__ЗАДАНИЕ__.
Перечислите все составляющие тех нескольких лет, которые, согласно отрывку ниже, требовались для исправления созданной британцами ситуации.

__ЦИТИРУЕМЫЙ ОТРЫВОК__.
::::

У него не было приказов относительно статуса арабов. Эту службу сослужил нам Клейтон, считавший, что мы достойны того, чего сумеем добиться: и вот Бэрроу, который пришел, считая их завоеванным народом, хоть и был ошеломлен моим спокойным заверением, что он мой гость, не мог ничего поделать и должен был примириться с этим. Моя голова в эти минуты работала изо всех сил, чтобы ради нашей общей пользы предупредить те роковые первые шаги, которыми британцы, лишенные воображения, действуя из самых лучших побуждений, обычно лишали уступчивых местных жителей дисциплины, порождаемой ответственностью, и создавали ситуацию, исправление которой требовало нескольких лет волнений, попеременных реформ и бунтов.

::::

__СТРОКИ НАБОРА ДАННЫХ__.
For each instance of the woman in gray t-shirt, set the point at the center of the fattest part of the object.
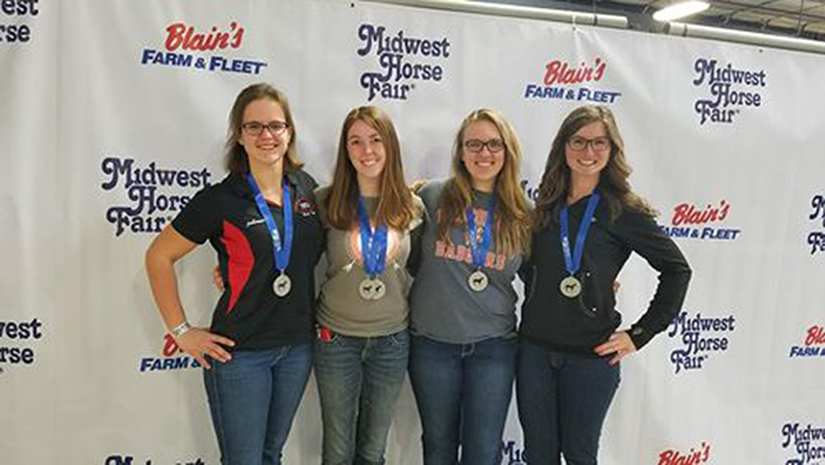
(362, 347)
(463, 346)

::::

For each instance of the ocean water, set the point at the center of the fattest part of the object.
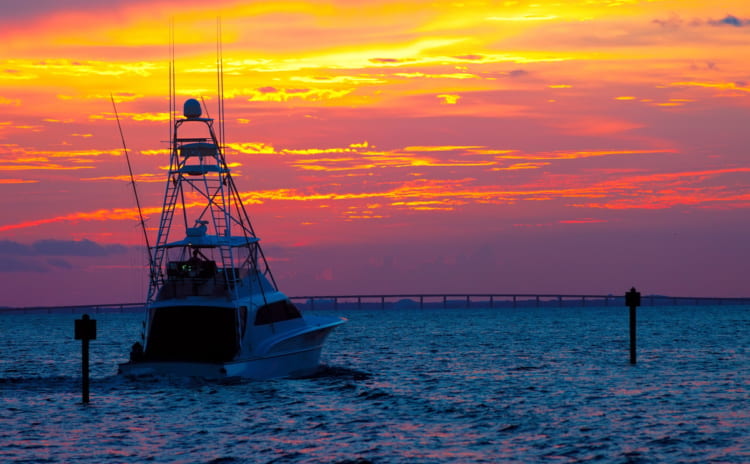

::::

__ОБРАЗЕЦ ОТВЕТА__.
Волнения, попеременные реформы и бунты.